[List of tasks]
A) In the text on the people Paul greets in Romans 16, how many times has the name Ampliatus been found on inscriptions in Rome?
B) Continue the text on the people Paul greets in Romans 16 from the point where it stops.

[Extract provided]
::::

• by Gordon Franz (continued)

    Greetings to Amplias – 16:8
    This name was derived from the Latin name Ampliatus, a name which was common in the Roman imperial household.  The name has been found at least eighty times on inscriptions in Rome.  This cognomen was used by one of the branches of the gens Aurelia.  One interesting inscription from this family was found in the Catacomb of Domitilla on the Via Ardeatina where the Jews and Christians from this family were buried.  This inscription bears the name AMPLIAT and dates to the end of the 1st century AD.  Is this the same person mentioned by Paul in this chapter?  We have no way of knowing.

    The normal burial practice in Rome was cremation.  However, because of their concept of the resurrection of the body, the Jews and Christians buried their dead in catacombs.

    Paul described Amplias as “my beloved in the Lord.”  Paul apparently worked with Amplias somewhere in the East.  Where?  We are not told.  His name indicates that he was a slave or a freedman and most likely of Jewish heritage.  We are not told what brought him to Rome.

    Greetings to Urbanus – 16:9a
    The Latin name Urbanus means “belonging to the urbs, or city.”  This seems to indicate that he was born and raised in Rome, thus a city slicker.  Yet, Paul identified him as “our fellow worker in Christ.”  How we are to understand the word “our” is a matter of debate.  Some have taken the word in a figurative sense and suggested that Paul was already identifying with the believers in Rome and that Urbanus served the Lord in Rome while Paul served the Lord elsewhere.  On the other hand, Urbanus could have labored for the Lord with Paul in the East in one of the Roman colonies, perhaps Corinth or Philippi.  In this case, Urbanus would have been a Roman official, sent to one of the colonies as an administrator, and came to faith in the Lord Jesus and began working with Paul while in the city that he had been posted to.  When he finished his “tour of duty” he returned to Rome.  Now he was laboring among the believers in that city.

    Greetings to Stachys – 16:9b

    Stachys was another individual that Paul knew from his ministry in the Eastern Roman Empire because he identifies him as “my beloved.”  His name means “ears (of grain).”  Today his nickname might be Wheaties!

    Most likely he immigrated to Rome for one reason or another.  As Peter Lampe points out: “This … is confirmed by the inscriptions of the city of Rome; that only thirteen epigraphical matches of ‘Stachys’ exist shows that the Romans seldom used the name.  Stachys was probably a gentile Christian.  It has been proposed that Stachys was a (freed) slave, but the inscriptions do not reveal a significant occurrence of the name for slaves; only three out of eleven possible 1st century “Stachys” inscriptions refer to slaves of freedmen” (1992k: 6: 183).

::::

[Dataset extract]
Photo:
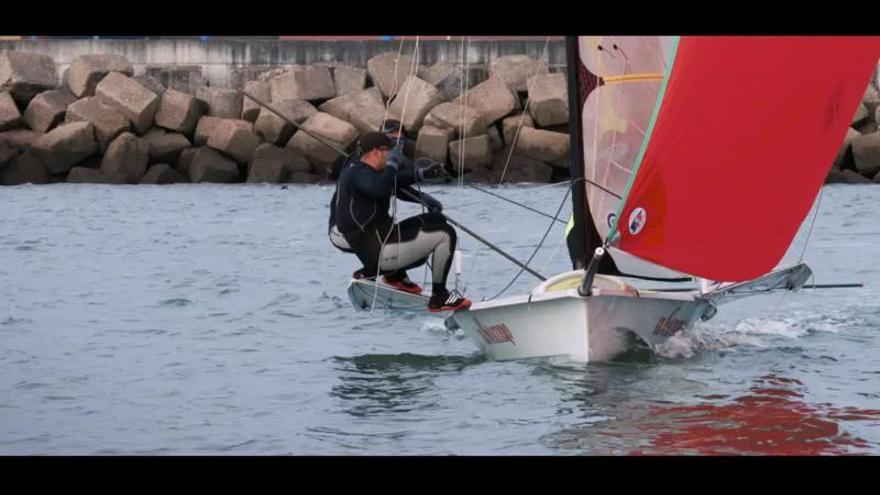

::::

[Expected results]
A) At least eighty times.

B)
    Greetings to Apelles – 16:10a
    The name Apelles was common among the Jewish people of Rome, so we can assume that he was a Jewish believer in the Lord Jesus.  Paul characterizes him as “approved in Christ.”  The word “approve” has the idea of tried by a test, or tests.  The same word is used in James 1:12, “Blessed is the man who endures temptation; for when he has been approved, he will receive the crown of life which the Lord has promised to those who love Him.”  Apelles apparently has been “through the mill” in his service for the Lord Jesus.  What he experienced, we are not told.  Paul mentions it, in hopes that the gentiles in the church in Rome would greet him and ask about his life story.

    Greetings to the household of Aristobulus – 16:10b

    Paul admonishes the church to greet those of the household of Aristobulus.  This seems to indicate that Aristobulus was not a believer in the Lord Jesus.  There are only two inscriptions that have been excavated in Rome with the name Aristobulus.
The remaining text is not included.